▶ **Stated task 1**
In the concert review, rewrite the part that opens with the words containing "So why did I" and closes with "my top priority.", substituting "first priority" for "top priority".
▶ **Stated task 2**
In the concert review, who wrote the program notes for the Davidovsky concert?
▶ **Stated task 3**
Extend the concert review past its last sentence.

Davidovsky and the ICE at Miller Theatre

Mario Davidovsky, whose work was the subject of last night’s Composer Portrait at Columbia University’s Miller Theatre, was a leader in the development of electronic and electro-acoustic music. That genre consists of carefully worked-out sound collages, music which shocked and alienated many early audiences, which many traditional classical musicians (and musicians) still detest, and which I happen to really enjoy.

So why do I like it when so many years later so few others do?  It may well have to do with my mother, who, when I was a child, had me lie down, close my eyes, and listen to a recording of Vares’s Ionisation. Let your imagination go, she told me.  Tell me what you see.  She may have had me draw pictures.  Varese called his music “organized sound” and that early immersion in that one piece made me open to so much.  (It’s funny.  I don’t remember her having any other interest in avant-garde music.)

I’ll admit it, I had never heard of Davidovsky before I read about this concert. I’m not a new-music maniac like my friend, former student, and admired colleague Jon Silpayamanant, who could probably do an hour or two on Davidovsky off the top of his head. And I knew nothing about him and his work before I sat down and started reading the excellent program notes [pdf] by Paul Griffiths.  I loved the concert, including the on-stage conversation between him and Melissa Smey, the Miller Theatre’s director.  Here’s Davidovsky in another interview:

 

So why did I go? To hear the International Contemporary Ensemble (ICE).  Who cares what they’re playing? I knew it would be good. Besides the group’s incredible reputation, the flutist Eric Lamb, who attended DePauw for a while, is one of the members, and I really have been wanting to hear him perform.  I’d missed their concert which opened the Tully Scope series, in order to hear Meridith Monk speak at Symphony Space, and when I read about this concert, I made it my top priority.

▶ **Data block**

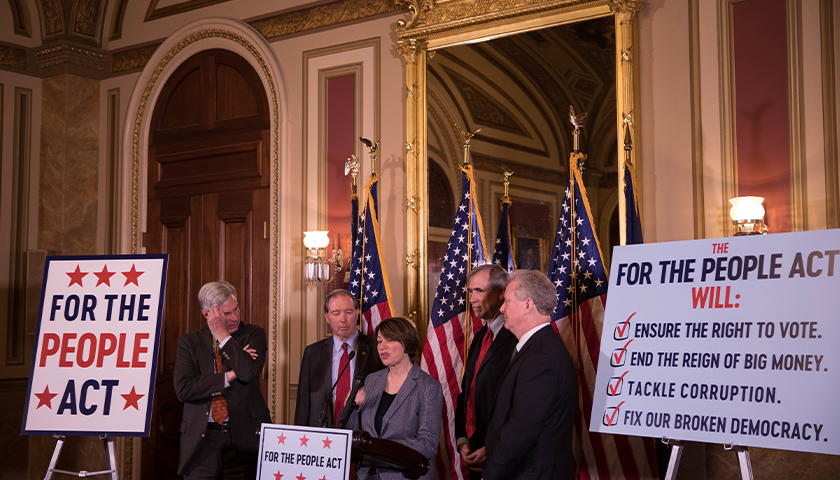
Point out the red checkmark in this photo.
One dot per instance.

▶ **Exercise answer 1**
So why did I go? To hear the International Contemporary Ensemble (ICE).  Who cares what they’re playing? I knew it would be good. Besides the group’s incredible reputation, the flutist Eric Lamb, who attended DePauw for a while, is one of the members, and I really have been wanting to hear him perform.  I’d missed their concert which opened the Tully Scope series, in order to hear Meridith Monk speak at Symphony Space, and when I read about this concert, I made it my first priority.

▶ **Exercise answer 2**
Paul Griffiths

▶ **Exercise answer 3**
I’m going to all these concerts and writing them, giving myself a new education, as I prepare a course or courses for DePauw music majors on career issues in the developing classical/post-classical music world.  Look at the schedules of the ICE and Eric.  They are great models for what can be done separate from the slowly dying win-a-competition, win-an-orchestra-job traditional world.  The ICE has a tremendously strong, visionary leader in Claire Chase, and uses musicians of extraordinary accomplishment, like Eric and the trumpeter Gareth Flowers (whom I met when he performed as half of The Batteries Duo at the Chamber Music America conference).

A lesson here is that if you develop extraordinary ability in a niche about which you’re passionate and develop a great reputation, people will come to whatever you do.  You’ll build your own audience.  It’s a point Frances-Marie Uitti made to me after I heard her play at LPR.  She has a huge career performing all over the world with a repertoire of avant-garde cello music that not even many cellists don’t know or care about it.  It’s devoting yourself to something you’re passionate about she told me.  You can knock yourself out for a while seeing who can play the Brahms F Major Sonata better, but that’s not what the world needs or wants.

OK, back to the Davidovsky concert.  Terrific, fascinating, extraordinary music, performed incredibly well.  Davidovsky the first or one of the first to combine recorded, electronically-generated sounds with live performers.  The program began and end with two such works, Synchronisms No. 9 (1988) with violinist David Bowlin, and Synchronisms No. 12 (2007) with clarinetist Joshua Rubin.  The rest of the program consisted of purely acoustic works which the motivic interplay was fascinating. (You can read the details in the program notes linked to above.) One of the musicians told me Davidovsky’s music (with which he was not previously familiar, either), reminded him of Webern’s, with the short motives and the hocketing.  “A lot like Webern,” I replied, “but longer.”  We had a laugh.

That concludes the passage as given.